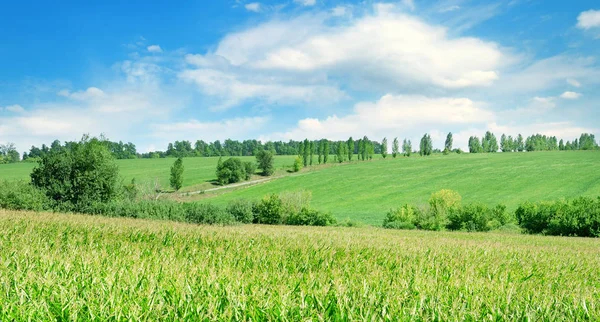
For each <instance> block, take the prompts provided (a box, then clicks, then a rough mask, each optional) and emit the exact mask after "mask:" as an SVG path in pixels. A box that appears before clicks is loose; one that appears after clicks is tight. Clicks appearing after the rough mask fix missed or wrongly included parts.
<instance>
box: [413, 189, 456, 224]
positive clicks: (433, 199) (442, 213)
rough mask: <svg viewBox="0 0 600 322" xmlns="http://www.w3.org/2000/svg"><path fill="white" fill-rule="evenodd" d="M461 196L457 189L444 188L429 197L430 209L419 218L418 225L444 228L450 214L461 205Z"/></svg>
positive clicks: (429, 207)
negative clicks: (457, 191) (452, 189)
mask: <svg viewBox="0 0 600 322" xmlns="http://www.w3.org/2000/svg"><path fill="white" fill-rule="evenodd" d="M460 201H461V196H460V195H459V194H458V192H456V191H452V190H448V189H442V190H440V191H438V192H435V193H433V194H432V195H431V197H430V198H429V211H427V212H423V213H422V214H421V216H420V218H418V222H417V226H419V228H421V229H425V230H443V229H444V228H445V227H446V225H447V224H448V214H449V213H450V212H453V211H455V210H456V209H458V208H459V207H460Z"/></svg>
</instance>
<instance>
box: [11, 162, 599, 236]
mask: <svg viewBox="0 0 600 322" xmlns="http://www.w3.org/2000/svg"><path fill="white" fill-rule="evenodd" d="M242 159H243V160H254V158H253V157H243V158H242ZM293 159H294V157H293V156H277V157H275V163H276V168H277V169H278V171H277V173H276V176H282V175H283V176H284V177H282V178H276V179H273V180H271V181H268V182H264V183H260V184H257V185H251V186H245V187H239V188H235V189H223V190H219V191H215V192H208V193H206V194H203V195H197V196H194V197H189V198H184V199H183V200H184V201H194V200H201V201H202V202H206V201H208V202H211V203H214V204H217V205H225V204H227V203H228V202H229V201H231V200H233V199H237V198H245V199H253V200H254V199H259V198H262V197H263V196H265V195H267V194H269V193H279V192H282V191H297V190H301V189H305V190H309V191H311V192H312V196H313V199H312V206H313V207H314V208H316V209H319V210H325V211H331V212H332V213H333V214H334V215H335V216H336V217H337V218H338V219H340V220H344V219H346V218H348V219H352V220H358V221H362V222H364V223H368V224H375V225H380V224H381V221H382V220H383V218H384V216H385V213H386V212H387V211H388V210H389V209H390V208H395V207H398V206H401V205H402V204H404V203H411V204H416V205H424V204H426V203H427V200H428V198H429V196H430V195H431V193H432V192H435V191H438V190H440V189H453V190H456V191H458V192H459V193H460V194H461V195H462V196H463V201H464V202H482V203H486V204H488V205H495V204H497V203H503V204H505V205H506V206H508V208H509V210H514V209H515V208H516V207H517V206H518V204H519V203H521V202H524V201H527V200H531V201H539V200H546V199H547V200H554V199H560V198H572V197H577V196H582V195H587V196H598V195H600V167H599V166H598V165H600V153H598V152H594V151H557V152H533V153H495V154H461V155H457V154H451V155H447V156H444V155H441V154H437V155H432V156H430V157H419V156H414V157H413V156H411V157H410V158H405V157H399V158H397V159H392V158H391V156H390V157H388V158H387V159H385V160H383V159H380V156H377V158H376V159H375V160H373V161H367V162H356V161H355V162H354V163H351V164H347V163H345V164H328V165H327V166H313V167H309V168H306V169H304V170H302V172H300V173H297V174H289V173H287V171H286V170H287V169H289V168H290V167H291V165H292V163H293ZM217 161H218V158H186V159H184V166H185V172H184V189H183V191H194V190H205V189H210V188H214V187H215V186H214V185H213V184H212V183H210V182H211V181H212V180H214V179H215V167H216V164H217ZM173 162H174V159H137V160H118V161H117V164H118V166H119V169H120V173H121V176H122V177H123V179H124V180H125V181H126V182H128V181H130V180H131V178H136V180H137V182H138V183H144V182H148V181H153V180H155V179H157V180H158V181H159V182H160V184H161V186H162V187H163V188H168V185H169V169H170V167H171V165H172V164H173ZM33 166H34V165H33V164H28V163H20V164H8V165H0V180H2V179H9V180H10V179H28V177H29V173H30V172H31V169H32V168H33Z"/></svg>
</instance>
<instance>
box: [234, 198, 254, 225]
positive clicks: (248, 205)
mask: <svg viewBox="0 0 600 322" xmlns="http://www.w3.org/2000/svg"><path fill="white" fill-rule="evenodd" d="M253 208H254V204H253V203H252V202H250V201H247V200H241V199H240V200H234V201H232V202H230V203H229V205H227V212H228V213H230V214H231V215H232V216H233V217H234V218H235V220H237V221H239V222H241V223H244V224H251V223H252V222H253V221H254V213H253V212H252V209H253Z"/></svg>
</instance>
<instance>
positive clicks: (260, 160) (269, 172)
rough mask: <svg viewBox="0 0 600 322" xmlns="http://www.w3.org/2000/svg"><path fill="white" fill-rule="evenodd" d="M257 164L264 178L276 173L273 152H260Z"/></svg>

What you will do -> Pick out every line of the entries above that contains the word "positive", and copy each of those lines in full.

Response ->
positive clicks: (433, 199) (442, 213)
positive clicks: (429, 207)
positive clicks: (248, 205)
positive clicks: (260, 160) (269, 172)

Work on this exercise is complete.